MATERIAL FOR THE TASK ▸
%%

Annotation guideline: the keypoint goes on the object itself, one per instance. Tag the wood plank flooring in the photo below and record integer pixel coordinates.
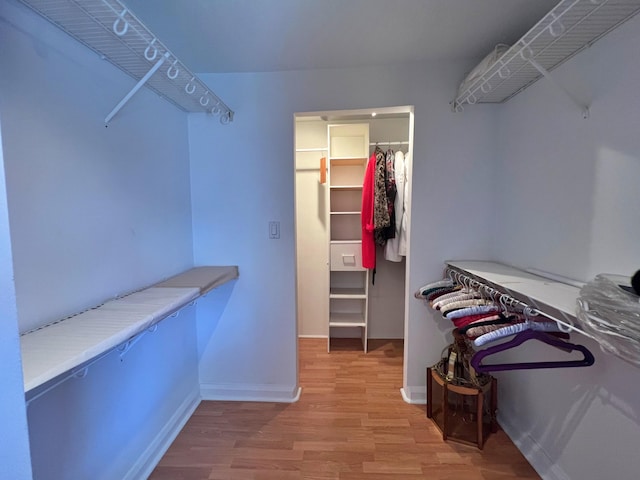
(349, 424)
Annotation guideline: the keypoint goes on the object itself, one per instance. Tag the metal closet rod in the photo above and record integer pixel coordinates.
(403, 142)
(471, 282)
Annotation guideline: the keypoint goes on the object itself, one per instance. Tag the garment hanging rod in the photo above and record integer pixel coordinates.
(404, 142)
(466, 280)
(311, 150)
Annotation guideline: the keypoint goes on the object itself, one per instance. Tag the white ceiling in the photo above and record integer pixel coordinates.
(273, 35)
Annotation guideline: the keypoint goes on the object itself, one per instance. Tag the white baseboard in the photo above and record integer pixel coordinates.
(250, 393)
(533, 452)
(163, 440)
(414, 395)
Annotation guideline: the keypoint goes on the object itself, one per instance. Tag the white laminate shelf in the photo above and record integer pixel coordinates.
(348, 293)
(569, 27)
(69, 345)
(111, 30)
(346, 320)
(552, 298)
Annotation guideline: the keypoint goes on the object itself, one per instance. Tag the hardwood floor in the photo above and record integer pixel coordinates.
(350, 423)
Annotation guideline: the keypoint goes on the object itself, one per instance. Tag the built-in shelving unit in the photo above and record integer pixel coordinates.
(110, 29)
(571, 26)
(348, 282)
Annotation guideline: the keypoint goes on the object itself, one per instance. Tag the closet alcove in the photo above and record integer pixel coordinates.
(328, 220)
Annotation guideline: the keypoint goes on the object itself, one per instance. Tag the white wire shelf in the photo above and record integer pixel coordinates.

%%
%%

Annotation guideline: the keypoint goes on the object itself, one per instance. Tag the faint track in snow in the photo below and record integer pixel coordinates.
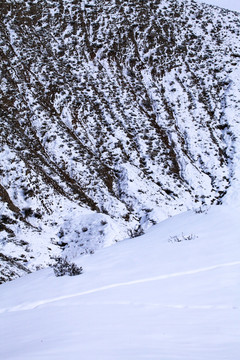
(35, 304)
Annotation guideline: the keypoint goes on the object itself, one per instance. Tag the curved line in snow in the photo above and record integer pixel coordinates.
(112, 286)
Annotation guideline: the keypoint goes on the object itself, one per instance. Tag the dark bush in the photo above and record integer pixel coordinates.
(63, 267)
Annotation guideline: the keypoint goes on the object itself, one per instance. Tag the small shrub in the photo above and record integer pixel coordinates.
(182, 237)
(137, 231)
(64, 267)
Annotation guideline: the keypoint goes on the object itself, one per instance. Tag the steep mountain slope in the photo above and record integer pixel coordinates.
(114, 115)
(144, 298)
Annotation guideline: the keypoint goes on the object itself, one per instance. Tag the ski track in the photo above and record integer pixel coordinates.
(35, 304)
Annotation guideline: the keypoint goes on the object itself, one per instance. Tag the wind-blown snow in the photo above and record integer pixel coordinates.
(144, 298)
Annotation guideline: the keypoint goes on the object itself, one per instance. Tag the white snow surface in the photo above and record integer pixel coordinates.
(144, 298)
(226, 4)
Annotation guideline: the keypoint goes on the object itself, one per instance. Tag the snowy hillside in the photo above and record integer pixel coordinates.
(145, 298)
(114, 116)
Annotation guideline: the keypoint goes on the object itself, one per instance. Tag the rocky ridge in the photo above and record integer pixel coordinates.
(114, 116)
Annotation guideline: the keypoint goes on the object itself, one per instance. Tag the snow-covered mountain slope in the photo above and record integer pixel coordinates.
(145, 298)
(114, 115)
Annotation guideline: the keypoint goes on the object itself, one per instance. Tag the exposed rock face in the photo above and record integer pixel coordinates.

%%
%%

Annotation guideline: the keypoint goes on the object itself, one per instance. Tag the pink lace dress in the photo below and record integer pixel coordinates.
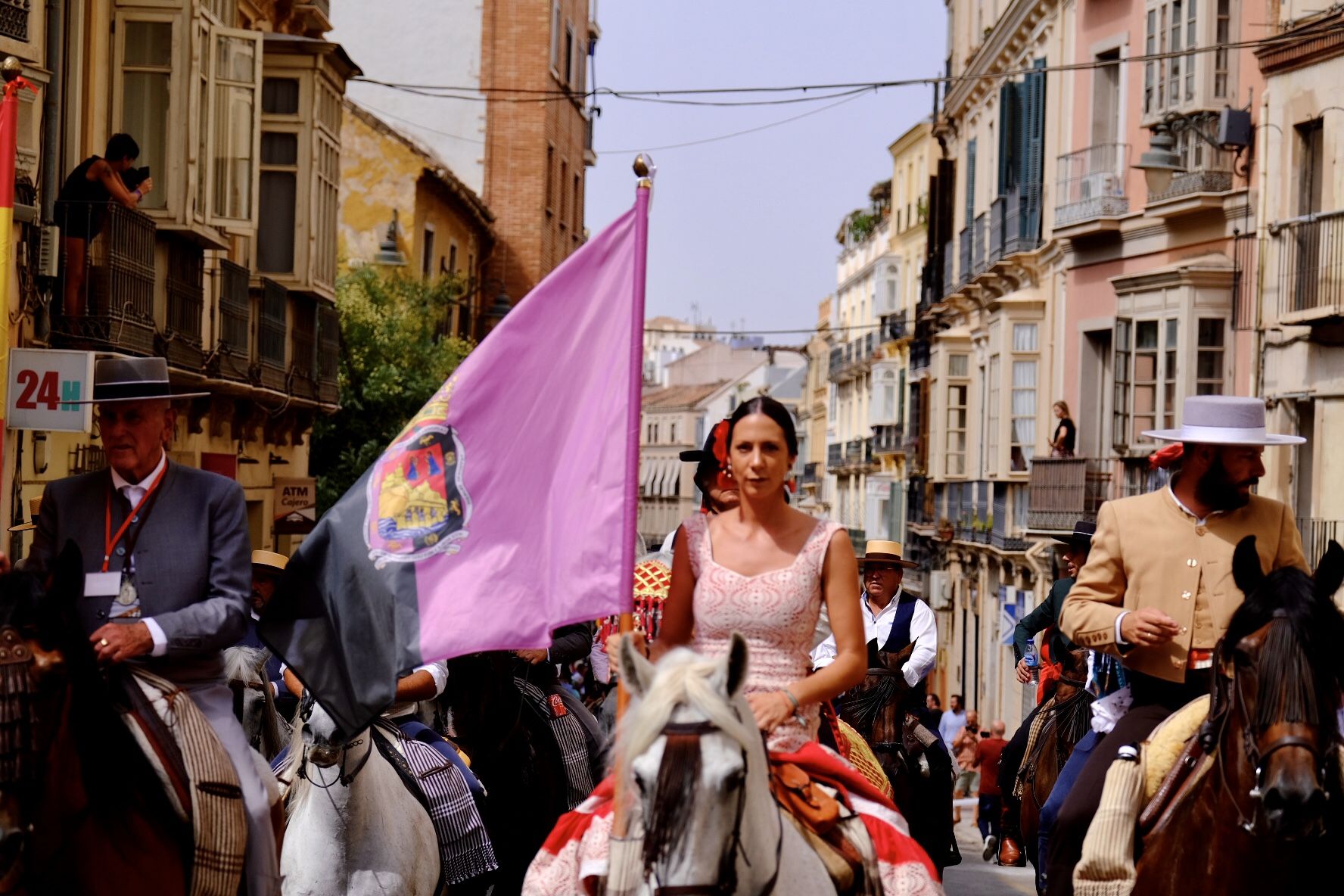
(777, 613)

%%

DIRECTIONS FOR THIS TASK ▸ Copy out the lines above exactly, beginning at the one that contains "Tag the hardwood" and ending at the one that contains "the white wire".

EXERCISE ANSWER ▸
Annotation guideline: the keypoint goes on the object itself, one per instance. Tag the hardwood floor in the photo above and record integer pixel coordinates.
(350, 423)
Annotation guideline: the keypoint goes on the object itself, one per instance. Tag the built-in shelving unit in the photo above and record integer pixel coordinates.
(110, 29)
(571, 26)
(348, 282)
Annotation guideline: the keypoint goes on the object itself, one per instance. Tag the closet alcove in the photo above and record integer pixel coordinates.
(328, 220)
Annotation guideline: the keypoint goes on the object itself, one per instance. Tag the white wire shelf in the photo above and record integer pixel coordinates.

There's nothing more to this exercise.